News Article

Testing New Business Model, Araxes Pharma Signs Deal with Janssen
Date: Feb 28, 2013
Author: Bruce V. Bigelow
Source: xConomy ( click here to go to the source)

Featured firm in this article: Wellspring Biosciences LLC of La Jolla, CA



In a short announcement yesterday, a previously unknown San Diego startup called Araxes Pharma said it entered into an exclusive partnership with Janssen Biotech of Horsham, PA, to develop a new group of cancer drugs that target an undisclosed signal pathway.

Terms of the deal were not disclosed, and CEO Troy Wilson wrote in an e-mail, "We can't say much beyond what's in the release, but it's a great deal for both parties."

So much for that deal, right? But there is part of the Araxes story he's willing to discuss—and it's an example of an innovative business model for pharmaceutical startups that's gaining a foothold in San Diego.

> What the task requires
Transcribe everything in the Araxes Pharma news article from "Terms of the" down to "in San Diego.".

> Records provided
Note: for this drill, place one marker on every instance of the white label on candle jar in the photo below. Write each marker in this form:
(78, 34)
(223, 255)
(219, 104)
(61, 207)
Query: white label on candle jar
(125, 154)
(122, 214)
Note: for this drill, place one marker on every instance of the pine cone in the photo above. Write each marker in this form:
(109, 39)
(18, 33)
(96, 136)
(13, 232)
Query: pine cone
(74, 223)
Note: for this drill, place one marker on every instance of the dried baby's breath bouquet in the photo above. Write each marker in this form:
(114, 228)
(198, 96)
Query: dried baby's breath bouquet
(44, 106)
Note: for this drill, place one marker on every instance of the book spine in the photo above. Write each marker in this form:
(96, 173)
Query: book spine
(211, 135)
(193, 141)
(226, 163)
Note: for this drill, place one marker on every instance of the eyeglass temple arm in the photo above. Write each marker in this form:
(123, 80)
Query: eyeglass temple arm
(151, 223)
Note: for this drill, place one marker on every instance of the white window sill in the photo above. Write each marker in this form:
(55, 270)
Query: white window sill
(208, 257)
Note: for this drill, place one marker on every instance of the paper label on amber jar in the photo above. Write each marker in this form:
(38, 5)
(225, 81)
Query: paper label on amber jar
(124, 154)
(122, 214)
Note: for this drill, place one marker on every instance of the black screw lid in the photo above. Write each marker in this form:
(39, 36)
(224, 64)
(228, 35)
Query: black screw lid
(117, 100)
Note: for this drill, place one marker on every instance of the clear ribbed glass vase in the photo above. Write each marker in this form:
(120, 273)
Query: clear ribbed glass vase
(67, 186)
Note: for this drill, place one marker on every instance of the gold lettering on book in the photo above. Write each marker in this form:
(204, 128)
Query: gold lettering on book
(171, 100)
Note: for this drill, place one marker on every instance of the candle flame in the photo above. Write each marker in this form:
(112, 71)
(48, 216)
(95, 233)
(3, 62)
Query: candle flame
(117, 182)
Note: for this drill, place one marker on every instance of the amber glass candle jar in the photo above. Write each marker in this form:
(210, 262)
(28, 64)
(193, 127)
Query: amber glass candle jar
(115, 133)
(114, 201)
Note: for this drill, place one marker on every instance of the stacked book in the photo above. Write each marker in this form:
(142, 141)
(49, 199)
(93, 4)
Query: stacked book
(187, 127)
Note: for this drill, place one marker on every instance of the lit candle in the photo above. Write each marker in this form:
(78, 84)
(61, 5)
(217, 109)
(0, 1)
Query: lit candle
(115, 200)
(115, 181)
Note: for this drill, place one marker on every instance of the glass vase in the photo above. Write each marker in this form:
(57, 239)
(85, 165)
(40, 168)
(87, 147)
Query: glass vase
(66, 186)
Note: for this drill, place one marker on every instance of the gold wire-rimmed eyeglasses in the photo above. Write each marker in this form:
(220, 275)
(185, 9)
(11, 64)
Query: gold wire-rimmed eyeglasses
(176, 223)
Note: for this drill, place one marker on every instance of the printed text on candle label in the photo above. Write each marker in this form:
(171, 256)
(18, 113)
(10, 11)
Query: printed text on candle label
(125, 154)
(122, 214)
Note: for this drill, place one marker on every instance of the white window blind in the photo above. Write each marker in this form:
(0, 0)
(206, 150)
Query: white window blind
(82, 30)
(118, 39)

> Result of this exercise
Terms of the deal were not disclosed, and CEO Troy Wilson wrote in an e-mail, "We can't say much beyond what's in the release, but it's a great deal for both parties."

So much for that deal, right? But there is part of the Araxes story he's willing to discuss—and it's an example of an innovative business model for pharmaceutical startups that's gaining a foothold in San Diego.